Document:
— start —

You are half way there. I don't know any good fisherman that hasn't fallen in the river at one time or another. So congrats. It is a ritual of sorts to get wet on occasion. It proves that you are out there trying. I hope you are all right though. I was just making lite of the circumstances.

OldSteelGuy


----------



## bighomied (Dec 17, 2008)

oh yeah im fine i was trying to break through some thin ice and to get to thet river which was only about 4 inches deep and then it dropped of to about 5 feet so i guess i found a hole although it was extreamly cold i have to really get a pair of chest waders lol


----------



## bighomied (Dec 17, 2008)

so does anyone have some free time to come out fishing this weekend


----------



## ShutUpNFish (Apr 17, 2007)

I always set up my shot according to the flow of the water and the overall weight of my presentation. Some guys swear not to put any shot below the mainline, but I do it and it works for me. However, once I shot the leader, I NEVER slide my shot around and I rarely ever put any shot closer than 12" from my presentation (my leader is usually a minimum of 2' or depending on the depth I'm fishing). I used to use the winged shot and caught fish, but I noticed a lot more line twist using them. I switched to the round Blackbirds with improved results. I also tend to think that the round shot flows nicer under water. I generally start with about 3 or 4 BB size shot directly under a 4 gram float "stacked" just to stand the float up.....then according to the flow I start a BB size shot pattern that is approx. 3" apart...the most I have had to use this year, is 8 BB size including the 4 under the float and tapering with 4 more micro sized shot extending on to my leader (keep in mind, you may have to upsize your float in these situations). The reason for the taper, is to ensure that the line gets lighter as it gets closer to your presentation so that your presentation drifts ahead of everything else....this is the key. The least shot I've had, in low/clear conditions, this year has been 3 under the float, two BB size and one micro on the leader. So my overall presentation goes something like this....Float on mainline, some shot, an inline swivel, leader material (usually 6 lb flouro), some shot on it (as minimal as possible) 12" minimum of flouro to my presentation at all times. This works for me.... I drew up a makeshift diagram of the way my set-up looks below....Of course, the mainline is above the swivel and flourocarbon below....Also another thing to really consider while float fishing is to try to keep the line above your float off the water as much as possible. If your cast is too far out for that, at least mend the line so that it stays behind your float as much as possible as to NOT drag your float downstream. Hope all this helps. I believe that it is as crucial to understand what is going on beneath the surface of the water as it is whats going on above.

— end —

Problems:
[A] Copy everything in the fishing thread from "You are half" down to "of the circumstances.".
[B] Using the fishing thread, say whether each statement agrees with it: (i) bighomied reports water that went from about 4 inches deep to about 5 feet; (ii) ShutUpNFish usually uses 10 lb flouro as leader material; (iii) ShutUpNFish moved from winged shot to round Blackbirds. Give yes or no for each, with the deciding words quoted.
[C] Write what comes next in the fishing thread, picking up after its last sentence.
The data after the fishing thread is not needed.

Information provided:
— start —

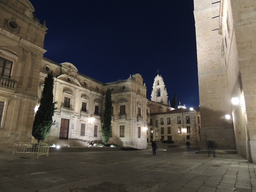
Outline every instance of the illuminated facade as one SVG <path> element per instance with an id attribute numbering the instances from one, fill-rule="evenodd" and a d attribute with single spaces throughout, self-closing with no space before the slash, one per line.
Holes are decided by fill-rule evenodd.
<path id="1" fill-rule="evenodd" d="M 30 142 L 47 28 L 29 1 L 0 0 L 0 151 Z"/>
<path id="2" fill-rule="evenodd" d="M 201 147 L 213 138 L 219 148 L 236 149 L 256 162 L 255 1 L 194 0 L 194 4 Z M 232 103 L 232 98 L 239 102 Z"/>
<path id="3" fill-rule="evenodd" d="M 38 101 L 45 78 L 54 78 L 54 100 L 57 108 L 48 141 L 55 139 L 101 140 L 102 122 L 107 90 L 111 92 L 113 115 L 109 143 L 122 146 L 135 143 L 146 148 L 147 89 L 139 74 L 126 80 L 103 83 L 79 74 L 72 63 L 60 65 L 44 58 L 41 68 Z"/>

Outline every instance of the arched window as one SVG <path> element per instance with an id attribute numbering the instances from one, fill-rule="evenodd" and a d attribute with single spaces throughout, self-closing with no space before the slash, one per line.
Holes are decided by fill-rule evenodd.
<path id="1" fill-rule="evenodd" d="M 157 89 L 157 96 L 160 97 L 161 96 L 161 92 L 160 90 L 160 88 Z"/>

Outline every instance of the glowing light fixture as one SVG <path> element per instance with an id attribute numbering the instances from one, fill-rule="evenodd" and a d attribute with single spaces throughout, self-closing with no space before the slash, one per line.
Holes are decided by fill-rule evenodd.
<path id="1" fill-rule="evenodd" d="M 143 131 L 147 131 L 147 130 L 148 130 L 148 127 L 143 127 Z"/>
<path id="2" fill-rule="evenodd" d="M 231 102 L 234 105 L 238 105 L 239 98 L 238 97 L 234 97 L 231 99 Z"/>
<path id="3" fill-rule="evenodd" d="M 226 114 L 225 115 L 225 117 L 227 119 L 230 119 L 230 114 Z"/>

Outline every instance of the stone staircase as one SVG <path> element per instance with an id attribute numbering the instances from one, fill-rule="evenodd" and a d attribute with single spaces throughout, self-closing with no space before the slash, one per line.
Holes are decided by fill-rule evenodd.
<path id="1" fill-rule="evenodd" d="M 54 139 L 47 142 L 48 144 L 54 144 L 59 146 L 59 148 L 50 147 L 50 152 L 84 152 L 96 151 L 122 151 L 121 148 L 111 148 L 91 146 L 89 142 L 85 142 L 77 139 Z"/>
<path id="2" fill-rule="evenodd" d="M 47 142 L 48 144 L 59 145 L 61 147 L 86 147 L 90 145 L 89 142 L 76 139 L 54 139 Z"/>

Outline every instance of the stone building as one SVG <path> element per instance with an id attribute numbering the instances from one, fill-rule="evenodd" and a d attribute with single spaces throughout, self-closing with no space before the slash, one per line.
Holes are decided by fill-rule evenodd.
<path id="1" fill-rule="evenodd" d="M 0 0 L 0 150 L 30 142 L 45 25 L 30 2 Z"/>
<path id="2" fill-rule="evenodd" d="M 162 140 L 183 145 L 189 141 L 192 145 L 199 145 L 199 108 L 189 109 L 180 105 L 178 109 L 171 107 L 163 79 L 158 73 L 152 88 L 151 100 L 148 101 L 150 113 L 147 119 L 148 142 Z"/>
<path id="3" fill-rule="evenodd" d="M 166 112 L 150 114 L 148 126 L 150 139 L 167 140 L 175 145 L 199 145 L 200 112 L 182 107 Z"/>
<path id="4" fill-rule="evenodd" d="M 255 2 L 194 0 L 194 4 L 201 144 L 214 138 L 219 148 L 236 149 L 255 162 Z M 227 120 L 226 114 L 232 118 Z"/>
<path id="5" fill-rule="evenodd" d="M 57 102 L 50 141 L 55 139 L 101 140 L 101 117 L 107 90 L 111 91 L 113 116 L 109 142 L 122 146 L 133 142 L 147 147 L 147 89 L 139 74 L 126 80 L 103 83 L 80 74 L 72 63 L 43 59 L 38 101 L 44 79 L 52 71 L 54 101 Z M 39 105 L 39 103 L 38 103 Z"/>

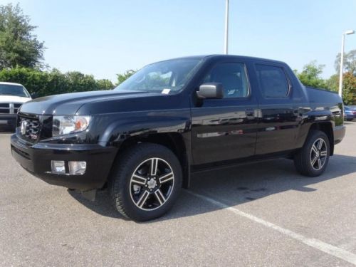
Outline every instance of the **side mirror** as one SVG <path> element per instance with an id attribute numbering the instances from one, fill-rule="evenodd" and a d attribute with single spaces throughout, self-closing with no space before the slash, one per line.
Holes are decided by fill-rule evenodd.
<path id="1" fill-rule="evenodd" d="M 33 93 L 31 94 L 31 97 L 34 99 L 37 98 L 38 97 L 38 94 L 37 93 Z"/>
<path id="2" fill-rule="evenodd" d="M 197 91 L 197 95 L 199 98 L 223 98 L 222 84 L 219 83 L 203 83 Z"/>

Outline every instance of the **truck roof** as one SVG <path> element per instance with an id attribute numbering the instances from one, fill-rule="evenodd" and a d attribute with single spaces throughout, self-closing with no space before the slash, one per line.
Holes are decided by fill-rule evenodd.
<path id="1" fill-rule="evenodd" d="M 176 58 L 169 58 L 169 59 L 179 59 L 179 58 L 214 58 L 216 59 L 222 59 L 222 58 L 241 58 L 241 59 L 247 59 L 247 60 L 255 60 L 260 61 L 269 61 L 274 62 L 277 63 L 283 63 L 285 64 L 284 62 L 280 61 L 276 61 L 273 59 L 263 58 L 257 58 L 253 56 L 239 56 L 239 55 L 224 55 L 224 54 L 210 54 L 210 55 L 201 55 L 201 56 L 184 56 Z M 169 60 L 167 59 L 167 60 Z M 165 60 L 162 61 L 165 61 Z"/>
<path id="2" fill-rule="evenodd" d="M 6 84 L 6 85 L 9 85 L 23 86 L 23 85 L 21 85 L 20 83 L 15 83 L 0 82 L 0 84 Z"/>

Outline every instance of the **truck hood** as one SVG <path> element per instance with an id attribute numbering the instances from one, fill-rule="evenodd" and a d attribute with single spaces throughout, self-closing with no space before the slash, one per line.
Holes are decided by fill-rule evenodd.
<path id="1" fill-rule="evenodd" d="M 31 100 L 30 98 L 23 98 L 16 95 L 0 95 L 0 103 L 24 103 Z"/>
<path id="2" fill-rule="evenodd" d="M 152 95 L 142 91 L 100 90 L 72 93 L 36 98 L 22 105 L 19 112 L 38 115 L 74 115 L 93 102 L 111 102 Z"/>

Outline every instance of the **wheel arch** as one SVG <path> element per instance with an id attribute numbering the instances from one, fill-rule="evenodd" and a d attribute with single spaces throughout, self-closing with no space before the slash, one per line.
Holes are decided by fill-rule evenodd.
<path id="1" fill-rule="evenodd" d="M 330 156 L 334 155 L 334 131 L 333 129 L 333 124 L 331 122 L 320 122 L 313 123 L 308 132 L 309 134 L 310 131 L 318 130 L 323 132 L 328 136 L 330 148 Z"/>
<path id="2" fill-rule="evenodd" d="M 190 184 L 189 151 L 182 134 L 179 132 L 164 132 L 129 137 L 120 144 L 115 159 L 119 158 L 120 155 L 122 154 L 124 151 L 140 142 L 161 145 L 173 152 L 178 158 L 182 167 L 183 187 L 189 188 Z"/>

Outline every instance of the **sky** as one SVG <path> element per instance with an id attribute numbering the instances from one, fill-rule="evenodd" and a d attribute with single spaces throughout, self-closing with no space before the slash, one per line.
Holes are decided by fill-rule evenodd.
<path id="1" fill-rule="evenodd" d="M 172 58 L 224 53 L 225 0 L 0 0 L 20 4 L 45 41 L 45 63 L 116 81 Z M 229 53 L 334 74 L 342 33 L 356 30 L 356 0 L 230 0 Z M 356 49 L 347 36 L 345 51 Z"/>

— end —

Exercise answers:
[A]
You are half way there. I don't know any good fisherman that hasn't fallen in the river at one time or another. So congrats. It is a ritual of sorts to get wet on occasion. It proves that you are out there trying. I hope you are all right though. I was just making lite of the circumstances.

[B]
(i) Yes: "which was only about 4 inches deep and then it dropped of to about 5 feet"
(ii) No: "leader material (usually 6 lb flouro)"
(iii) Yes: "I switched to the round Blackbirds with improved results."

[C]
----------



## bighomied (Dec 17, 2008)

well u guys are the best ive asked a question and recieved alot of info from everyone on here thanks alot i also have a centerpin in the mail should be receiveing that soon but i would like to at least catch a fish before i try using that but keep the info coming i love it


----------



## MuskieJim (Apr 11, 2007)

ShutUp and I use basically the same exact approach. I've seen guys who use BB's, then B's to a taper, but it's really just not needed. The only two size shots I use are 3/0 (to load my float) and then BBs. As Paul said, I never have a shot within 12" of my bait, and most of the time I am about 20" above the hook. I will stack 3-4 shot about 3" apart right above my swivel to give my presentation a nice drape in the current.


----------



## ShutUpNFish (Apr 17, 2007)

Here is another great article on float fishing....even though it is geared toward centerpinning, these tactics can also easily be applied to spin fishing equally as well....I would actually recommend using these techniques first with a spinning outfit and longer noodle rod before ever trying it all with a pin...It will certainly give you a much better understanding of the float aspect of centerpinning which will essentially help you focus more on your casting as a beginning pinner....believe me, when you first get started, you'll need to focus most of your time on casting....Good Luck!

http://www.flyandfloatfishing.com/centerpin/small_stream_centerpinning.htm


----------



## TRIPLE-J (Sep 18, 2006)

bighomied,
another question for you. you don't shower and shave before you go do ya?
cause the scent from the soaps and shaving cream on your hands will sometimes have an effect. Seen guys out there for hours on a hot bite not getting anything complaining they are not getting any hits and all you can smell is the old spice for a mile around. Just another though. I make sure to wash my hands in the water i'm fishing as soon as I get there even if there's ice. scent has a dramatic effect on these fish.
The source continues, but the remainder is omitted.